Task details » Every line in the data must be transcribed exactly.

Supplied entries »
━━━━━━━━━━━━━━━━

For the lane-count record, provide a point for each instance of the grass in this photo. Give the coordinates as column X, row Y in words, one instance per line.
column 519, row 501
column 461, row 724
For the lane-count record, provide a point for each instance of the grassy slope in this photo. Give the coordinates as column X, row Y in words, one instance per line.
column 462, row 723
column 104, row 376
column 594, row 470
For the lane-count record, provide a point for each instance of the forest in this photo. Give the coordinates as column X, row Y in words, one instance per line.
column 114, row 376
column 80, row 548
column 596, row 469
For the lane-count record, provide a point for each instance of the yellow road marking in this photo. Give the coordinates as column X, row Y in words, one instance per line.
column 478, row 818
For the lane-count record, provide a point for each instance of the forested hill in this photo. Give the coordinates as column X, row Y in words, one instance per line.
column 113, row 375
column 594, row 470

━━━━━━━━━━━━━━━━

Response to this task »
For the lane-count record, provide a point for each instance of the grass in this photo. Give the coordinates as column X, row Y in words, one instance per line.
column 519, row 501
column 461, row 724
For the lane-count record, provide a point for each instance of the grassy slope in this photo. Give the coordinates as column X, row Y in words, one instance per line.
column 462, row 723
column 104, row 376
column 594, row 470
For the lane-count record, provide a point for each instance of the forest in this photo. Give the coordinates as column X, row Y in words, one instance per line.
column 114, row 376
column 80, row 548
column 596, row 469
For the lane-count record, provide a point for each instance of the yellow road marking in this photo. Give the coordinates as column X, row Y in words, one instance per line.
column 478, row 818
For the lane-count record, provide a point for each instance of the forested hill in this photo. Give the coordinates as column X, row Y in words, one instance per line.
column 113, row 375
column 594, row 470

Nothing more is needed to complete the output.